- [Teks yang ditampilkan]:
::::

Oleh: Fatmah
Ramadhani, alumni FKM UI
Para filsuf di masa
Yunani kuno berpolemik apakah perempuan memiliki jiwa atau tidak. Mereka
percaya perempuan sumber penyakit dan bencana. Di Romawi, kaum lelaki memiliki
hak mutlak terhadap keluarganya. Ia bebas melakukan apa saja bahkan membunuh
istri dalam keadaan tertentu.
Seorang perempuan yang
melakukan kesalahan di peradaban Persia bisa dijatuhi hukuman berat. Bila
mengulangi kesalahan, Kaisar tidak segan menjatuhkan hukuman mati. Sebelas-dua
belas, peradaban India juga berlaku keji pada kaum hawa. Seorang janda dibakar
hidup-hidup bersama mayat suaminya sebagai wujud kesetiaan.
Taurat Yahudi
menyebutkan, "Perempuan lebih pahit dari kematian, dia tidak akan sampai
pada kesempurnaan.” Akibatnya perempuan dianggap rendah dan diperjualbelikan.
Adapun perlakuan buruk agama Nasrani pada perempuan bersumber dari kitab
sucinya sendiri:
"Aku ingin supaya
kamu hidup tanpa kekhawatiran. Orang yang tidak beristri memusatkan
perhatiannya pada perkara Tuhan, bagaimana Tuhan berkenan kepadanya. Orang yang
beristri memusatkan perhatiannya pada perkara duniawi, bagaimana ia dapat
menyenangkan istrinya, dan dengan demikian perhatiannya terbagi-bagi. Perempuan
yang tidak bersuami dan anak-anak gadis memusatkan perhatian mereka pada
perkara Tuhan, supaya tubuh dan jiwa mereka kudus. Tetapi perempuan yang
bersuami memusatkan perhatiannya pada perkara duniawi, bagaimana ia dapat
menyenangkan suaminya." (I Korintus 7:32-34).
Teks ini menjadi dalil
bagi tokoh-tokoh gereja memandang rendah dan menjauhi pernikahan. Perempuan
dianggap sebagai penyebab disalib dan dibunuhnya anak Tuhan, penyebab umat
manusia diusir dari surga, dan penyebab seluruh kesusahan umat manusia.
Bagaimana dengan Arab?
Membunuh anak perempuan merupakan budaya jahiliah, keberadaan anak laki-laki
lebih membanggakan karena fisik yang kuat. Belum lagi kebiasaan hina berbagi
istri untuk dinikmati laki-laki lain.
Islam hadir sebagai
rahmat bagi seluruh alam. Masyarakat Islam berdiri di atas tauhid, meyakini
keberadaan Allah sebagai Pencipta untuk mengatur kehidupan, termasuk mengatur
perempuan tanpa mengabaikan lelaki. Tidak lain bertujuan memberi keadilan dan
kemuliaan hakiki bagi keduanya.
Perempuan dalam Islam
bukan makhluk nomor dua apalagi sumber segala dosa. Islam memandang perempuan
sebagai saudara kandungnya lelaki, kedudukan mereka sama di hadapan Pencipta,
hanya takwa yang menjadi pembeda.

::::

- [Catatan anotasi koordinat]:
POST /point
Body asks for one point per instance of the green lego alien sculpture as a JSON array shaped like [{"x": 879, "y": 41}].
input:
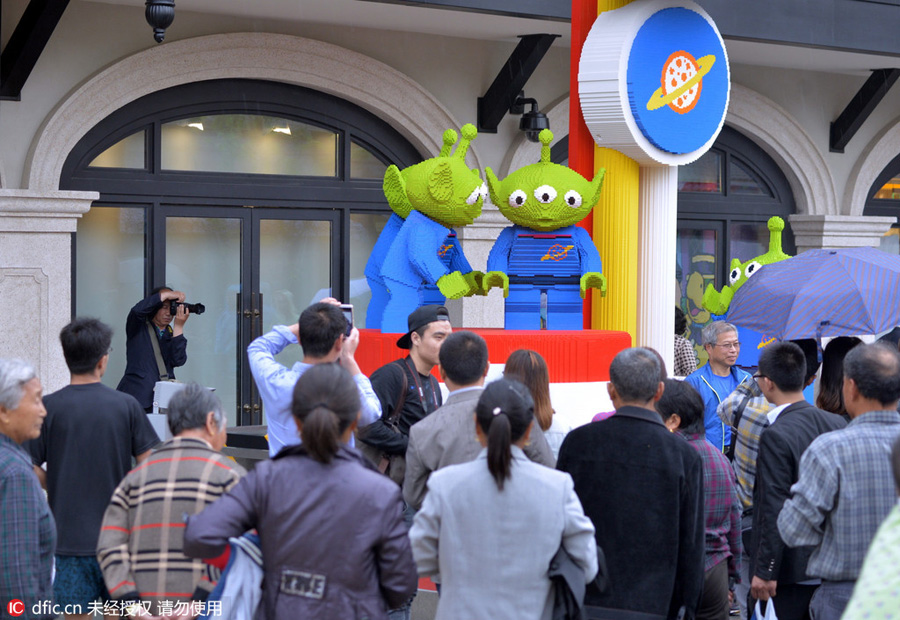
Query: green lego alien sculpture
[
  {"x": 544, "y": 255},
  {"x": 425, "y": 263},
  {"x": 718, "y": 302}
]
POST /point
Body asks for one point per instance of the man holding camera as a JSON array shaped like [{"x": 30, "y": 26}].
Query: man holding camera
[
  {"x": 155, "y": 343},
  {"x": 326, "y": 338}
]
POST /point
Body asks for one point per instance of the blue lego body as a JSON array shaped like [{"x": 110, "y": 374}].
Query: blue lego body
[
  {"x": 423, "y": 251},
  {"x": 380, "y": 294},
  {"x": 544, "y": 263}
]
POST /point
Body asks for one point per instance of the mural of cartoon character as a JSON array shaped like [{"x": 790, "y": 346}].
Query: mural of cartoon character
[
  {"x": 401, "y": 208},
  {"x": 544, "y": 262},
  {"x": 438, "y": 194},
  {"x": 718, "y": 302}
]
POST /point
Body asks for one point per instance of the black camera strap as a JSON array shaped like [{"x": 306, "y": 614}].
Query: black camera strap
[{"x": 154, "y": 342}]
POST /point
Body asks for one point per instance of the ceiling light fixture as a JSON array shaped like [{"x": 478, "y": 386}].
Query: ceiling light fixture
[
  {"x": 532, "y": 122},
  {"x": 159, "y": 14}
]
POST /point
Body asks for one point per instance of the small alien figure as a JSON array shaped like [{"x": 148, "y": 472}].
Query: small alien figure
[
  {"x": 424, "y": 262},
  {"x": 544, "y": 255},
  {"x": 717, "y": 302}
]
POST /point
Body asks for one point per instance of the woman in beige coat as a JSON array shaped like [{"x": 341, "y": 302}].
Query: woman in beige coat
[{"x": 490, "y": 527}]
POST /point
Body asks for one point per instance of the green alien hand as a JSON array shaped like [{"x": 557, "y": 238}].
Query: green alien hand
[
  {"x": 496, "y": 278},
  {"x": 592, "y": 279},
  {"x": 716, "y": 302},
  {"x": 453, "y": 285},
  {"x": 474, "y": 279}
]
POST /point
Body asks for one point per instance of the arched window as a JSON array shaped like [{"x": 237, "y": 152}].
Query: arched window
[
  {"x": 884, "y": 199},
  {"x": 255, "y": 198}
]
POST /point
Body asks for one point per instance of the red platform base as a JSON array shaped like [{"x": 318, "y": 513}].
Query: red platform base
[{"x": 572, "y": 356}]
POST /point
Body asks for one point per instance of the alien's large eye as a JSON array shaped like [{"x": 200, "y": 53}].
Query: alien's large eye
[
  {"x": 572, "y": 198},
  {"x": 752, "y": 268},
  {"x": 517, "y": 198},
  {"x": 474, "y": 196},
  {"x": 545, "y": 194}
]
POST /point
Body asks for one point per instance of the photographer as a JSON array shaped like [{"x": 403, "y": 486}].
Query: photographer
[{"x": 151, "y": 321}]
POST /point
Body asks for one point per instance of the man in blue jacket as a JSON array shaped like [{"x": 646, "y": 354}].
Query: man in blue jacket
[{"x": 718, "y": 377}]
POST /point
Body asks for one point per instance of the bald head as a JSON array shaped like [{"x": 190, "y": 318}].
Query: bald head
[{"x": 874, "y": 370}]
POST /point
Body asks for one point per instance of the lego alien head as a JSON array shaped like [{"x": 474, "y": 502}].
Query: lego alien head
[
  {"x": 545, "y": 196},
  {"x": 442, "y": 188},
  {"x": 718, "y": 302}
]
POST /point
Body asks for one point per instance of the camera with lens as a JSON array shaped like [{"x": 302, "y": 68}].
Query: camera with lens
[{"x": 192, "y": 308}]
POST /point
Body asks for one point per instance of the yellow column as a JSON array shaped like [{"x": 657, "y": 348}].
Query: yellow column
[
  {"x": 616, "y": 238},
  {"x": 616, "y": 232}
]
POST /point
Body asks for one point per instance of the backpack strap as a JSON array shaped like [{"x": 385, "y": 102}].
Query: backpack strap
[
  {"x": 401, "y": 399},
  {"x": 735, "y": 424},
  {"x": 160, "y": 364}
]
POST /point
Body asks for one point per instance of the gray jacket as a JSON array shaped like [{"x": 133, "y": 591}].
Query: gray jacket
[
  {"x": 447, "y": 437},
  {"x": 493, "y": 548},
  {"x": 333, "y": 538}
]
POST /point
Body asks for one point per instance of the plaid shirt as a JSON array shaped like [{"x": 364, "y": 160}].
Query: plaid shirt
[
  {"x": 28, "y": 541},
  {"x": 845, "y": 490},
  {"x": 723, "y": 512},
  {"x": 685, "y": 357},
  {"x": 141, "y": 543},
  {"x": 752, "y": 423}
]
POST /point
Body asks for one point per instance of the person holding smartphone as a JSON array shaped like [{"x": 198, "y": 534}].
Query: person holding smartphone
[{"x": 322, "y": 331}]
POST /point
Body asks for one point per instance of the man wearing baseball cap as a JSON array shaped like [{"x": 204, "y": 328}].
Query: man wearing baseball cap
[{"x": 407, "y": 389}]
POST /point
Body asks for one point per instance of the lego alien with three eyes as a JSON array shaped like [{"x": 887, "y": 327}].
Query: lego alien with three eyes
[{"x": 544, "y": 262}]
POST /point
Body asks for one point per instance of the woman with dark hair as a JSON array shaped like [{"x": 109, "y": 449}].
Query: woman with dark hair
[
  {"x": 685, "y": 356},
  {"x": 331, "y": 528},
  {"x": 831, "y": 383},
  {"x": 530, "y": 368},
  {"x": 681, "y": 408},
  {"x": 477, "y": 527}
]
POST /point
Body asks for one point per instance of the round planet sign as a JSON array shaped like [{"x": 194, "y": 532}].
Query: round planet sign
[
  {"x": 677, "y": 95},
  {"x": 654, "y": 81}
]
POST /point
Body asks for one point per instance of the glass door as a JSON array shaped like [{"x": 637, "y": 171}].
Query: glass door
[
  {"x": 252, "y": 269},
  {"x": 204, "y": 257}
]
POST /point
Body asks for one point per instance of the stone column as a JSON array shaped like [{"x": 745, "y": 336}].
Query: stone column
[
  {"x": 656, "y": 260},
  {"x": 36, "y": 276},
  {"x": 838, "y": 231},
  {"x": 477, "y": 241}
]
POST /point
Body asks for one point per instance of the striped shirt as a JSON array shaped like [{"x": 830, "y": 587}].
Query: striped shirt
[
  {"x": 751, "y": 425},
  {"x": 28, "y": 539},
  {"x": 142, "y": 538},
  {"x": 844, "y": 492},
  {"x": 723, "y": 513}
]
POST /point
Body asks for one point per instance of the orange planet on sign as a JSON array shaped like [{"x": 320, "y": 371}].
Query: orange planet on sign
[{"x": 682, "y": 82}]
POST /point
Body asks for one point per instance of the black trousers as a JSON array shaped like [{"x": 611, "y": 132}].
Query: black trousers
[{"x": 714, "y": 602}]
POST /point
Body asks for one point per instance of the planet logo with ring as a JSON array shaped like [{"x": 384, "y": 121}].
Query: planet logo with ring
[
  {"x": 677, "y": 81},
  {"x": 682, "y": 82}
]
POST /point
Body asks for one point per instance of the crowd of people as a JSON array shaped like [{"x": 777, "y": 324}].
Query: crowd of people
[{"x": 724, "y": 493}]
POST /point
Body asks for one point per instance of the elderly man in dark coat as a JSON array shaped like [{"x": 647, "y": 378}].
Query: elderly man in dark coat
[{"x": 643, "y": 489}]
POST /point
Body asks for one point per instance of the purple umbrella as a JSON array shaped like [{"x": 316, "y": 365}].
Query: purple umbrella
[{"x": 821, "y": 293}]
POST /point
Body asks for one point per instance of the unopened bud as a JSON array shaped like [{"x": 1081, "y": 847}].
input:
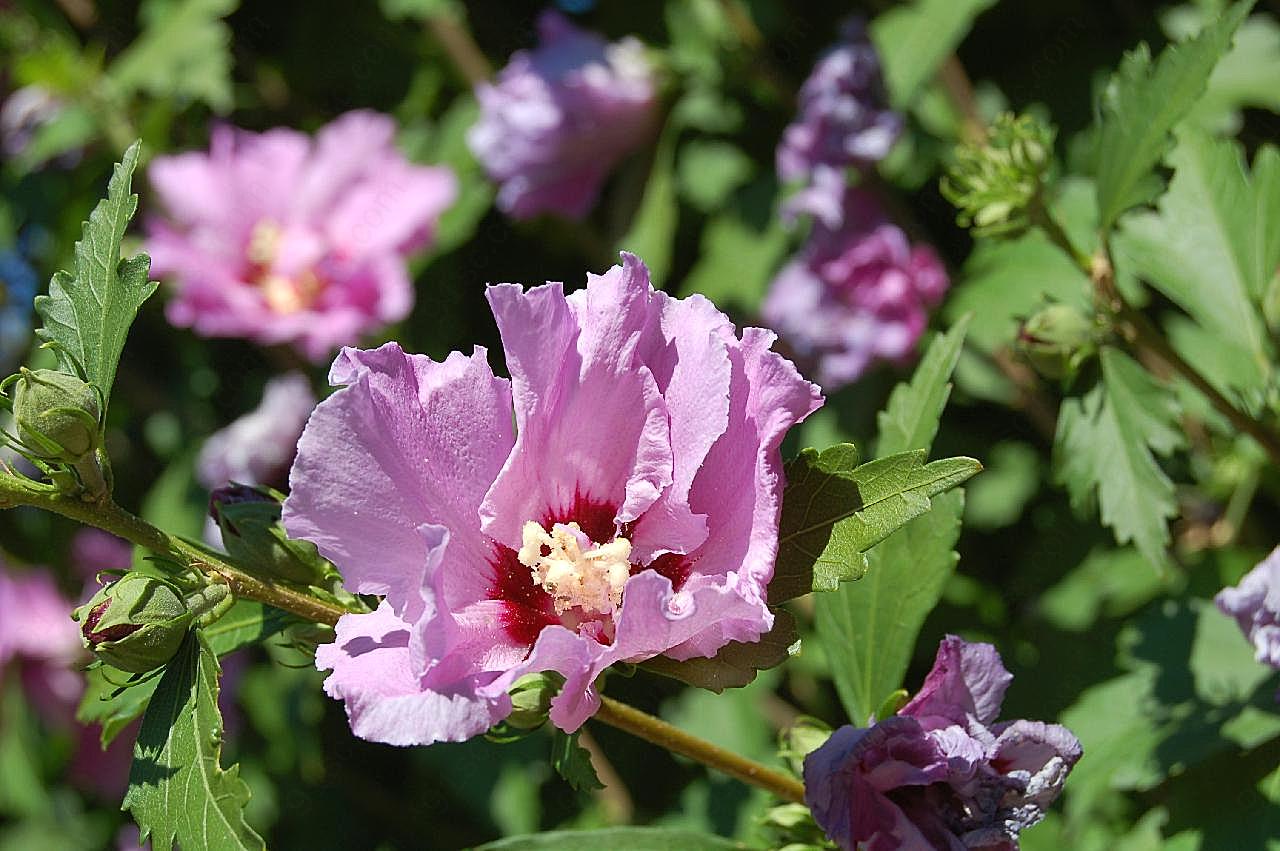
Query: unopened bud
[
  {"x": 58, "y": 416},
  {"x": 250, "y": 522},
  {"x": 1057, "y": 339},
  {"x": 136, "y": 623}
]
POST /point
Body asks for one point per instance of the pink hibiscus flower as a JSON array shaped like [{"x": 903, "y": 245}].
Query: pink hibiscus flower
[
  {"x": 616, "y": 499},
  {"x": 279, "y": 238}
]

::::

- [Tugas Anda]:
1. Tentukan apakah setiap pernyataan berikut sesuai dengan teks tentang kedudukan perempuan, jawab ya atau tidak, lalu kutip kata-kata teks yang menentukannya. (a) Di peradaban India, seorang janda dibakar hidup-hidup bersama mayat suaminya. (b) Di peradaban Persia, perempuan yang mengulangi kesalahan hanya dikenai hukuman ringan. (c) Dalam Islam, hanya takwa yang membedakan perempuan dan lelaki di hadapan Pencipta.
2. Menurut teks tentang kedudukan perempuan, apa yang diperdebatkan para filsuf Yunani kuno mengenai perempuan?
3. Lanjutkan teks tentang kedudukan perempuan mulai dari kalimat terakhirnya.
Catatan ini diambil dari sumber yang berbeda.

- [Jawaban]:
1.
(a) Ya: "Seorang janda dibakar hidup-hidup bersama mayat suaminya sebagai wujud kesetiaan."
(b) Tidak: "Bila mengulangi kesalahan, Kaisar tidak segan menjatuhkan hukuman mati."
(c) Ya: "kedudukan mereka sama di hadapan Pencipta, hanya takwa yang menjadi pembeda."

2. Mereka memperdebatkan apakah perempuan memiliki jiwa atau tidak.

3.
Sebagai manusia,
banyak aturan yang serupa antara mereka, seperti shalat, haji, menuntut ilmu
dan lain-lain. Dalam perbedaan fisik, Islam sangat memahaminya sehingga
lahirlah aturan berbeda antara mereka. Perbedaan ini bukan diskriminasi, namun
menyamaratakan atau bertukar peran antara laki dan perempuan hampir mustahil
dilakukan. Bila dipaksakan, hanya membuat ketimpangan dan kekacauan.
Posisi sebagai ibu dan
manajer di rumah adalah posisi yang bergengsi di dalam Islam. Di tangan
perempuan terletak tahap awal membangun suatu peradaban. Andil langsungnya
adalah dengan menjalani peran sebagai aktor peradaban. Kita dapat berkaca pada
istri-istri Nabi Muhammad SAW maupun para shahabiyah. Mereka adalah aktor
pembangun peradaban Islam, mereka tekun mengikuti kajian dan didikan Nabi SAW
sehingga menjadi perempuan yang berani, cerdas dan rela berkorban di jalan
dakwah.
Andil tidak langsung
tak kalah pentingnya yaitu bertanggung jawab penuh dalam menjalankan peran
sebagai istri atau ibu. Di balik besarnya sosok Bukhari dipastikan ada seorang
istri yang luar biasa. Saat mengembara mengumpulkan hadits, tidak merasa khawatir
meninggalkan anak-anaknya bersama sang bunda, tidak khawatirakan kenakalan
anak-anak.
Begitu pula di balik
kebesaran sosok ulama dipastikan ada seorang ibu yang luar biasa. Barangkali
Imam Syafi'i, si anak yatim akan hidup mengemis di pinggir jalan karena
kemiskinan keluarganya. Tapi ia memiliki seorang ibu tangguh yang memenuhi
rongga tubuhnya dengan ilmu. Hingga ia menjadi sosok ulama besar.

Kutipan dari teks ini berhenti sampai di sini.